> [SET OF TASKS]:
- a) Summarize the Jobs API page in two sentences.
- b) Transcribe the part of the Jobs API page starting at "Use the Jobs API when" and ending at "and retrieving results.".

> [SOURCE EXCERPT]:

Jobs

The Jobs API enables asynchronous processing for document operations. Instead of waiting for a synchronous response, you submit a job that processes in the background and poll for results when ready.

Why Use the Jobs API?

The Jobs API provides several advantages over synchronous requests:

Avoid request timeouts: Process large documents that would exceed HTTP timeout limits
Resilient to disconnections: Jobs continue processing even if your client disconnects
Higher throughput: Queue multiple jobs without waiting for each to complete
Progress tracking: Monitor job status and get detailed error information

Use the Jobs API when processing documents that may take more than a few seconds, when you need to process multiple documents in parallel, or when you want guaranteed delivery of results.

Getting Started

This guide walks you through creating a job, polling for completion, and retrieving results.

1. Prepare Your Request

Before creating a job, prepare your document and any required parameters. Documents can be provided as base64-encoded data URLs:

import base64

# Load and encode your document
with open("invoice.pdf", "rb") as f:
    content = base64.b64encode(f.read()).decode()

> [MATERIAL SHOWN]:
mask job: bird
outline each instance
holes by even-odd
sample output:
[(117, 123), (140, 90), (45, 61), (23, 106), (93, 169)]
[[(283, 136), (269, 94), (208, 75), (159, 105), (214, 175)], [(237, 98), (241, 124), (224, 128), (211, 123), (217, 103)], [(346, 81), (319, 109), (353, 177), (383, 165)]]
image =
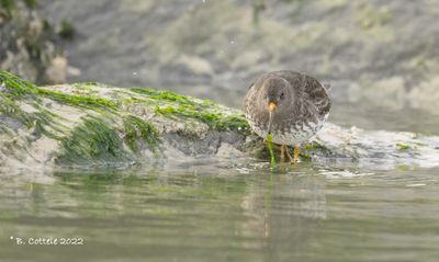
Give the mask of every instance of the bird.
[[(330, 106), (324, 84), (291, 70), (271, 71), (258, 77), (244, 100), (245, 116), (251, 129), (263, 139), (280, 145), (280, 160), (284, 161), (286, 153), (292, 163), (299, 162), (301, 144), (323, 127)], [(294, 147), (293, 157), (289, 146)]]

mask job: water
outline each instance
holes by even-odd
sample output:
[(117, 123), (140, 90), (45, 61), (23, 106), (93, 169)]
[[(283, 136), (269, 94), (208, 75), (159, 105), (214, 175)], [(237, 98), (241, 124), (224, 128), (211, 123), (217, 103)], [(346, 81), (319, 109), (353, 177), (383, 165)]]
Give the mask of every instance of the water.
[[(184, 167), (1, 174), (0, 261), (439, 258), (437, 169)], [(15, 243), (50, 237), (83, 244)]]

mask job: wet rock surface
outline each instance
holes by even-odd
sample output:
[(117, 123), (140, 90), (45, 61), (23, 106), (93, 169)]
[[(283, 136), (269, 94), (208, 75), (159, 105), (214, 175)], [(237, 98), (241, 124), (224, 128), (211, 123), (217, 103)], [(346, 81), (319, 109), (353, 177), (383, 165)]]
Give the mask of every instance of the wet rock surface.
[[(219, 158), (268, 161), (238, 110), (154, 89), (100, 83), (35, 87), (5, 71), (0, 92), (0, 166), (130, 167)], [(384, 169), (439, 164), (439, 137), (327, 124), (302, 161)]]
[(71, 36), (72, 27), (66, 21), (52, 24), (37, 9), (35, 1), (1, 1), (0, 70), (37, 83), (66, 82), (69, 67), (63, 38)]

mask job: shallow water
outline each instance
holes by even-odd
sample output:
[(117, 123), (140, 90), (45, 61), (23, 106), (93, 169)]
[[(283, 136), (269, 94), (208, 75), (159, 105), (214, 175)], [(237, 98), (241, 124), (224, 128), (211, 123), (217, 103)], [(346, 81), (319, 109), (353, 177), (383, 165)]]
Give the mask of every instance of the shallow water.
[[(437, 261), (438, 171), (204, 162), (1, 174), (0, 261)], [(50, 237), (83, 244), (16, 244)]]

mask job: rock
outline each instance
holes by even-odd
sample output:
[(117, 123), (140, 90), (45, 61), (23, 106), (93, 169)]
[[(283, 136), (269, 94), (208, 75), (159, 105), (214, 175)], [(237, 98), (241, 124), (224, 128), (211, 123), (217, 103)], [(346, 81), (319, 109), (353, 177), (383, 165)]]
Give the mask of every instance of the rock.
[(0, 4), (0, 70), (38, 83), (65, 82), (68, 62), (63, 37), (34, 5), (25, 0)]
[[(173, 92), (101, 83), (35, 87), (0, 71), (0, 167), (116, 167), (198, 158), (268, 161), (241, 111)], [(439, 166), (439, 137), (327, 124), (303, 161)]]

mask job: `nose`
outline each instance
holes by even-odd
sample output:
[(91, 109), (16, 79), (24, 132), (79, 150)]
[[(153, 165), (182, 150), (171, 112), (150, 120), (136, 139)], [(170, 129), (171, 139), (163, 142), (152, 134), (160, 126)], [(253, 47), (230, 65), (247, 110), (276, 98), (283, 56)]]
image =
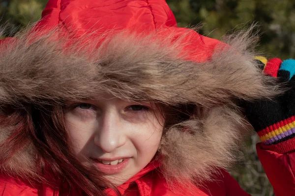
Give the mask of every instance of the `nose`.
[(95, 131), (94, 143), (103, 151), (110, 153), (126, 142), (123, 122), (116, 111), (106, 111), (99, 117), (99, 125)]

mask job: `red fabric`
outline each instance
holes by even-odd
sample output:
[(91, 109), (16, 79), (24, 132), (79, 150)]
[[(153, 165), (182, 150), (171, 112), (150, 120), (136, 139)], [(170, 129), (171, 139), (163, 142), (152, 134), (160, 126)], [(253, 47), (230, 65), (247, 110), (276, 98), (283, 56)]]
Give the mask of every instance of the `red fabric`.
[(282, 64), (282, 60), (278, 58), (274, 58), (270, 59), (267, 61), (264, 69), (264, 73), (267, 75), (271, 75), (273, 77), (277, 77), (278, 71), (280, 69), (280, 66)]
[[(294, 143), (289, 148), (295, 149)], [(262, 143), (258, 144), (257, 153), (273, 187), (275, 195), (276, 196), (295, 195), (295, 152), (280, 154), (264, 149), (264, 147)]]
[(295, 138), (272, 145), (261, 144), (261, 147), (266, 150), (273, 151), (280, 154), (287, 154), (295, 151)]
[[(213, 49), (220, 42), (202, 36), (185, 28), (177, 27), (175, 18), (164, 0), (50, 0), (42, 13), (42, 19), (37, 24), (39, 29), (52, 28), (61, 25), (65, 31), (83, 34), (98, 30), (128, 29), (147, 32), (161, 30), (163, 35), (173, 34), (174, 38), (189, 32), (184, 42), (183, 52), (191, 60), (202, 62), (209, 59)], [(258, 152), (276, 195), (291, 196), (295, 193), (295, 154), (280, 154), (263, 150), (258, 146)], [(293, 144), (292, 144), (293, 145)], [(295, 147), (291, 146), (290, 149)], [(216, 177), (216, 180), (205, 182), (202, 187), (186, 182), (176, 184), (173, 191), (169, 187), (158, 170), (159, 165), (150, 163), (141, 172), (119, 187), (127, 196), (248, 196), (236, 181), (226, 172)], [(183, 185), (185, 185), (184, 186)], [(33, 187), (23, 181), (9, 177), (0, 177), (0, 194), (2, 196), (49, 196), (69, 195), (54, 192), (41, 186)], [(110, 193), (112, 192), (110, 190)], [(78, 195), (76, 193), (69, 195)]]
[[(126, 30), (148, 33), (160, 31), (162, 36), (175, 40), (188, 33), (183, 40), (183, 53), (196, 62), (209, 59), (213, 49), (223, 44), (195, 31), (177, 27), (175, 17), (165, 0), (50, 0), (37, 29), (61, 25), (66, 32), (83, 35)], [(171, 36), (171, 35), (173, 35)]]
[[(186, 182), (175, 183), (172, 189), (157, 169), (158, 164), (149, 164), (126, 183), (118, 188), (124, 196), (249, 196), (228, 172), (223, 171), (215, 177), (216, 180), (204, 183), (202, 188)], [(110, 196), (114, 192), (107, 190)], [(48, 187), (33, 187), (30, 184), (12, 178), (0, 178), (0, 194), (2, 196), (80, 196), (68, 190), (53, 191)]]

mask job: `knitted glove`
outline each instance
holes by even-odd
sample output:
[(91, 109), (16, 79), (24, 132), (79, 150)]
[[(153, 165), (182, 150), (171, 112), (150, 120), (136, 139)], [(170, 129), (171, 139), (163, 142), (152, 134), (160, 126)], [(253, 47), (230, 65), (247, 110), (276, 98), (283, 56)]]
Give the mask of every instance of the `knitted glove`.
[(257, 57), (265, 74), (286, 82), (289, 90), (274, 99), (243, 104), (247, 117), (257, 132), (262, 147), (281, 154), (295, 151), (295, 60), (267, 61)]

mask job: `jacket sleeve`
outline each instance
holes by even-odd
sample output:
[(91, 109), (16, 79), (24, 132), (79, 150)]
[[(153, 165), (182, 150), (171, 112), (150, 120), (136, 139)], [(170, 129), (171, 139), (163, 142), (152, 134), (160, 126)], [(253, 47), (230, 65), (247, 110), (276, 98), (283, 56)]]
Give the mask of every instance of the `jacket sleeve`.
[(38, 191), (21, 182), (7, 178), (0, 177), (1, 196), (37, 196)]
[(256, 148), (276, 196), (295, 196), (295, 138)]

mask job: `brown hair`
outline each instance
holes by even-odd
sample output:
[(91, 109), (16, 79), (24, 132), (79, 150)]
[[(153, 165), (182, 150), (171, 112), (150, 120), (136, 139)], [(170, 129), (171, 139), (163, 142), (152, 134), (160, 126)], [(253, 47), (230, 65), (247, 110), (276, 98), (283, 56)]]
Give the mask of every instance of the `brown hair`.
[[(64, 191), (60, 186), (68, 186), (76, 189), (82, 195), (89, 196), (106, 195), (104, 188), (98, 186), (99, 182), (103, 182), (108, 187), (115, 187), (102, 177), (102, 173), (94, 166), (82, 165), (72, 152), (67, 145), (62, 105), (6, 108), (5, 113), (0, 116), (0, 124), (6, 127), (16, 124), (16, 129), (0, 145), (0, 165), (6, 165), (15, 153), (32, 145), (35, 147), (37, 157), (33, 160), (22, 161), (35, 163), (33, 172), (25, 174), (30, 183), (37, 186), (44, 184), (54, 190), (60, 189), (60, 192)], [(20, 168), (16, 170), (21, 170), (20, 165), (15, 167)], [(1, 171), (14, 176), (9, 171), (7, 173), (5, 173), (5, 170)], [(20, 172), (18, 174), (21, 176), (24, 173)], [(116, 189), (115, 191), (119, 195)]]
[[(180, 36), (114, 31), (81, 39), (59, 30), (29, 29), (0, 47), (0, 68), (5, 70), (0, 72), (0, 105), (18, 107), (1, 117), (0, 163), (7, 172), (32, 176), (37, 172), (39, 177), (42, 171), (31, 164), (36, 163), (40, 170), (49, 167), (64, 175), (70, 184), (77, 183), (74, 177), (80, 174), (86, 185), (82, 190), (102, 193), (68, 150), (64, 122), (59, 121), (62, 110), (52, 105), (105, 92), (163, 105), (166, 122), (157, 158), (168, 181), (210, 179), (236, 160), (247, 124), (238, 100), (280, 93), (253, 60), (249, 31), (226, 39), (231, 47), (217, 46), (210, 60), (196, 62), (181, 54), (191, 29)], [(196, 59), (202, 49), (188, 53)], [(42, 161), (36, 154), (45, 157)]]

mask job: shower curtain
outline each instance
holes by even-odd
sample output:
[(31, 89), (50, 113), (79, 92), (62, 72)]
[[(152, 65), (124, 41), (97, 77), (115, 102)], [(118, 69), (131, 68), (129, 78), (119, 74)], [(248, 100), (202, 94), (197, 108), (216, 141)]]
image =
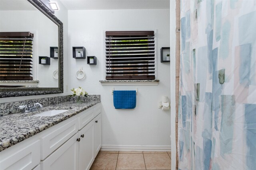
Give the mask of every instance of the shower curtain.
[(256, 169), (256, 0), (181, 0), (180, 170)]

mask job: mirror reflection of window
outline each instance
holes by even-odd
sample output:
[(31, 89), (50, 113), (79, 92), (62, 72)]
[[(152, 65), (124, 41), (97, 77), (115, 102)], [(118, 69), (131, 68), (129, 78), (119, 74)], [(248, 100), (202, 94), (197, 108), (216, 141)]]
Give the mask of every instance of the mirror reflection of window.
[(0, 36), (0, 80), (32, 80), (34, 34), (1, 32)]

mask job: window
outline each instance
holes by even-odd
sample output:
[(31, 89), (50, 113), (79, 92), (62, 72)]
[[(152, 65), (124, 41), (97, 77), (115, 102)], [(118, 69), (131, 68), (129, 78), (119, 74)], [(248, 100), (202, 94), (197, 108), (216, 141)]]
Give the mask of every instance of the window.
[(32, 80), (32, 42), (29, 32), (0, 33), (0, 80)]
[(106, 32), (106, 80), (155, 79), (154, 31)]

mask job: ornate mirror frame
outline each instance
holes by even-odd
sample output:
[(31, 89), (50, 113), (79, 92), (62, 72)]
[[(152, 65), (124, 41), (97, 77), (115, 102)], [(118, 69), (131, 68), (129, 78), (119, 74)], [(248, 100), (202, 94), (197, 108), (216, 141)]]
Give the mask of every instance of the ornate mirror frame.
[(0, 88), (0, 98), (63, 92), (63, 24), (40, 0), (27, 0), (58, 26), (58, 87)]

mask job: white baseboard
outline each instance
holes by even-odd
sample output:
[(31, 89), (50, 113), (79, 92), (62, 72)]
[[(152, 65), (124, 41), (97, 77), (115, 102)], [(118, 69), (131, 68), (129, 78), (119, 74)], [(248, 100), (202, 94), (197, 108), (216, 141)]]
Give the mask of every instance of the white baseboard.
[(171, 146), (112, 145), (102, 145), (101, 150), (170, 151)]

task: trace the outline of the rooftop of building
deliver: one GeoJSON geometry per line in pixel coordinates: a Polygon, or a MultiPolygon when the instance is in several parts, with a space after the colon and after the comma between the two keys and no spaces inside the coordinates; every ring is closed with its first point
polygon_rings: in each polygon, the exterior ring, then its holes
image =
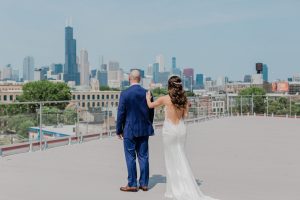
{"type": "MultiPolygon", "coordinates": [[[[221,200],[299,199],[299,119],[228,117],[188,126],[200,189],[221,200]]],[[[122,193],[122,142],[106,138],[0,157],[0,199],[158,200],[166,178],[162,136],[150,139],[150,190],[122,193]]]]}

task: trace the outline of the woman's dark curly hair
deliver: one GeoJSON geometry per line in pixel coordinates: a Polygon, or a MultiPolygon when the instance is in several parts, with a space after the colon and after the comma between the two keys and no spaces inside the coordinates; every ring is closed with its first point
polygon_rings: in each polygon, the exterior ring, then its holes
{"type": "Polygon", "coordinates": [[[169,78],[168,91],[173,105],[177,109],[184,109],[187,104],[187,98],[182,86],[182,81],[178,76],[171,76],[169,78]]]}

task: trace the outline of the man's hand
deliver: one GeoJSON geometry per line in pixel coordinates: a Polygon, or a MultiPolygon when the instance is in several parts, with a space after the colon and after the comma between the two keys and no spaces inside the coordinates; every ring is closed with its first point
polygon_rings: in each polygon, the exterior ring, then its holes
{"type": "Polygon", "coordinates": [[[123,140],[123,139],[124,139],[124,138],[123,138],[123,133],[118,134],[118,138],[119,138],[120,140],[123,140]]]}

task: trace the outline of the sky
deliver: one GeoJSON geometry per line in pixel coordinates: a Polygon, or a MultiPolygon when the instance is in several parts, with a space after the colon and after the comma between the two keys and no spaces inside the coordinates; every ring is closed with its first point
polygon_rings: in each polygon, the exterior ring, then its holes
{"type": "Polygon", "coordinates": [[[92,68],[120,62],[146,67],[162,54],[180,68],[230,80],[269,67],[270,80],[300,73],[299,0],[0,0],[0,67],[64,63],[64,27],[72,18],[77,55],[92,68]]]}

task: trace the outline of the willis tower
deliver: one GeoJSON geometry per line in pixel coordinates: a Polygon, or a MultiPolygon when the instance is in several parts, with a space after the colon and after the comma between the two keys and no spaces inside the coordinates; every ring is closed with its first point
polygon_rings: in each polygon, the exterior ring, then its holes
{"type": "Polygon", "coordinates": [[[80,85],[80,75],[76,58],[76,40],[73,38],[73,28],[67,24],[65,27],[64,81],[74,81],[75,85],[80,85]]]}

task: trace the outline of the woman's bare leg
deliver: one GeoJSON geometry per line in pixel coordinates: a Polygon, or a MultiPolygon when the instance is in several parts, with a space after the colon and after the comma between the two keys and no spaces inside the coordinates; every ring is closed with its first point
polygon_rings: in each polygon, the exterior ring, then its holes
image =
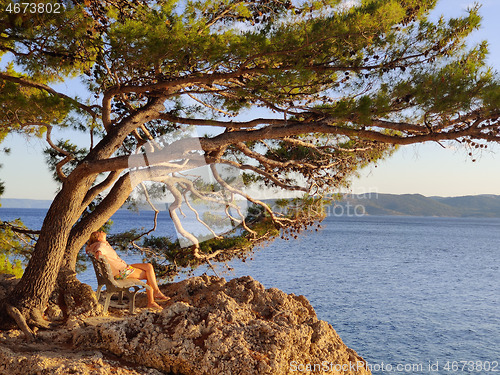
{"type": "Polygon", "coordinates": [[[148,307],[160,307],[155,302],[155,297],[159,299],[169,299],[158,288],[155,271],[150,263],[136,263],[131,266],[136,270],[129,277],[146,280],[146,284],[151,287],[151,289],[146,290],[146,294],[148,296],[148,307]]]}

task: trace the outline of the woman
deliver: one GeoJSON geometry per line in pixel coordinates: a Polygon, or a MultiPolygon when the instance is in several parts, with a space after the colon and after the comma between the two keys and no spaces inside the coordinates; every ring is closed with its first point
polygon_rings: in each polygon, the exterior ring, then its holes
{"type": "Polygon", "coordinates": [[[92,253],[97,259],[99,256],[103,255],[109,262],[111,266],[111,272],[116,280],[123,280],[127,278],[146,280],[151,288],[146,290],[148,296],[148,307],[159,308],[162,307],[155,302],[155,298],[159,300],[168,300],[156,283],[156,275],[153,266],[150,263],[135,263],[128,265],[123,259],[121,259],[116,251],[113,250],[111,245],[106,241],[106,233],[104,232],[94,232],[90,235],[87,242],[87,248],[85,250],[88,253],[92,253]]]}

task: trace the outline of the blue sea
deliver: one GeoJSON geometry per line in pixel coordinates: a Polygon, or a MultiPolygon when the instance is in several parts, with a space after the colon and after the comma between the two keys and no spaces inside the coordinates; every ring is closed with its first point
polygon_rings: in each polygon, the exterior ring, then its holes
{"type": "MultiPolygon", "coordinates": [[[[0,208],[0,218],[39,228],[44,212],[0,208]]],[[[160,234],[174,233],[167,215],[160,234]]],[[[119,211],[113,231],[148,229],[152,217],[119,211]]],[[[374,374],[500,372],[500,219],[332,216],[322,226],[224,276],[303,294],[374,374]]]]}

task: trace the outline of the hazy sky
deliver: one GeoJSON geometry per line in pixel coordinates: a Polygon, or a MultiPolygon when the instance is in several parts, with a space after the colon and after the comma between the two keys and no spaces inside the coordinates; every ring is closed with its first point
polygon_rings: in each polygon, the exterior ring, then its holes
{"type": "MultiPolygon", "coordinates": [[[[473,41],[488,40],[489,63],[500,71],[500,0],[480,0],[483,26],[473,41]]],[[[472,1],[439,0],[435,14],[459,16],[472,1]]],[[[67,87],[71,90],[71,87],[67,87]]],[[[61,88],[63,90],[63,88],[61,88]]],[[[68,137],[64,131],[55,137],[68,137]]],[[[23,136],[7,137],[0,147],[11,147],[10,155],[0,155],[0,180],[6,185],[3,198],[52,199],[53,182],[41,151],[46,143],[23,136]]],[[[377,167],[362,171],[353,182],[353,192],[420,193],[426,196],[500,194],[500,147],[483,152],[473,163],[465,150],[442,148],[438,144],[401,147],[377,167]],[[495,152],[496,151],[496,152],[495,152]]]]}

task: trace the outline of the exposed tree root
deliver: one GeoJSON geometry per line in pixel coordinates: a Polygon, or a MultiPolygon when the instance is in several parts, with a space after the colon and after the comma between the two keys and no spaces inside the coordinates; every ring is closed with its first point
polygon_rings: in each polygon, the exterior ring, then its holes
{"type": "Polygon", "coordinates": [[[7,311],[7,314],[9,314],[9,316],[16,321],[19,329],[23,331],[26,341],[35,341],[35,333],[28,326],[28,323],[21,312],[16,307],[9,304],[5,305],[5,310],[7,311]]]}

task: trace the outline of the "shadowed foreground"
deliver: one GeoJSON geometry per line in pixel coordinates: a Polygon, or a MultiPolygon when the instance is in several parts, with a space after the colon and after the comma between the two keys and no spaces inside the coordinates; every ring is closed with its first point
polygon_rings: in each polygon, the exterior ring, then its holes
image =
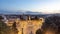
{"type": "Polygon", "coordinates": [[[49,16],[36,34],[60,34],[60,16],[49,16]]]}

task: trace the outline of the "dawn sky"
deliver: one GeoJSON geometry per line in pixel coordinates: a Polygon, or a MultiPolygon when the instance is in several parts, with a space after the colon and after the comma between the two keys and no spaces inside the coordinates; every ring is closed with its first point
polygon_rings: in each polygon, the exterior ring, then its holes
{"type": "Polygon", "coordinates": [[[0,0],[0,10],[60,10],[60,0],[0,0]]]}

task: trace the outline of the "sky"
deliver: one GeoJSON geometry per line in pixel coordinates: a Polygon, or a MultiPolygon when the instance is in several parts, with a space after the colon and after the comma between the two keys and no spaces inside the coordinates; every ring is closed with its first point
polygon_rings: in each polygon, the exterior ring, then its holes
{"type": "MultiPolygon", "coordinates": [[[[60,10],[60,0],[0,0],[0,10],[52,12],[60,10]]],[[[59,12],[59,11],[58,11],[59,12]]]]}

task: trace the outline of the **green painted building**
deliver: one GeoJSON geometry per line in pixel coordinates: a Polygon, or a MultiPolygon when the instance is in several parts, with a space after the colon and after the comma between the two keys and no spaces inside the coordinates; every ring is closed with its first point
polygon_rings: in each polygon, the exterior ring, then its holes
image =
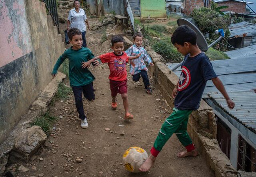
{"type": "Polygon", "coordinates": [[[165,0],[129,0],[134,16],[147,18],[166,17],[165,0]]]}

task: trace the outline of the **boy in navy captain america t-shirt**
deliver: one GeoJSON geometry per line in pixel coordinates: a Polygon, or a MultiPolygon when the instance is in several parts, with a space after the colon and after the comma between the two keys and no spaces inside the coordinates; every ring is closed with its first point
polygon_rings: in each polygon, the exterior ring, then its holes
{"type": "Polygon", "coordinates": [[[148,170],[158,154],[172,135],[175,133],[186,151],[177,155],[179,157],[196,156],[198,152],[187,132],[188,116],[199,107],[200,100],[208,80],[211,80],[226,99],[230,109],[235,103],[229,98],[222,82],[215,74],[209,58],[196,44],[196,34],[186,25],[178,28],[172,36],[172,43],[185,56],[179,82],[172,91],[174,108],[172,114],[163,123],[151,154],[140,169],[148,170]]]}

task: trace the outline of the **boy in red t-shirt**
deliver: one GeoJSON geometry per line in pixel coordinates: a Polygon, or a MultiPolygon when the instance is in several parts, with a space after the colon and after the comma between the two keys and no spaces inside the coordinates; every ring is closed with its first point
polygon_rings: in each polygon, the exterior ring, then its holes
{"type": "MultiPolygon", "coordinates": [[[[128,111],[129,105],[127,95],[127,76],[126,65],[129,60],[140,57],[140,54],[136,56],[132,57],[127,56],[126,54],[124,52],[124,38],[122,36],[114,36],[111,40],[112,48],[114,51],[114,52],[107,53],[94,57],[91,60],[91,61],[87,62],[88,64],[85,63],[82,66],[83,68],[87,68],[88,65],[90,65],[90,63],[99,58],[103,63],[108,63],[110,71],[108,78],[112,97],[111,107],[113,109],[116,109],[117,107],[116,95],[118,93],[121,94],[125,110],[124,119],[127,120],[132,119],[133,115],[128,111]]],[[[98,65],[99,62],[96,61],[94,64],[96,66],[98,65]]]]}

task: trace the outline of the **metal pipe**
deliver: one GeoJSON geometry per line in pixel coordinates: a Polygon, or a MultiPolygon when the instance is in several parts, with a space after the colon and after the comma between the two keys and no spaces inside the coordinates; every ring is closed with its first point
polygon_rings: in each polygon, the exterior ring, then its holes
{"type": "Polygon", "coordinates": [[[212,46],[214,45],[215,44],[217,43],[223,37],[223,36],[220,36],[217,40],[216,40],[215,41],[214,41],[214,42],[213,42],[213,43],[210,44],[209,46],[208,46],[208,48],[209,49],[209,48],[210,48],[212,47],[212,46]]]}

> [LIST OF SOLUTIONS]:
- a) The Jobs API lets document operations run asynchronously: you submit a job that processes in the background and poll for the results when they are ready. It avoids request timeouts, keeps processing if the client disconnects, allows multiple jobs to be queued for higher throughput, and offers progress tracking, so it suits documents that may take more than a few seconds, parallel processing, or cases that need guaranteed delivery of results.

- b)
Use the Jobs API when processing documents that may take more than a few seconds, when you need to process multiple documents in parallel, or when you want guaranteed delivery of results.

Getting Started

This guide walks you through creating a job, polling for completion, and retrieving results.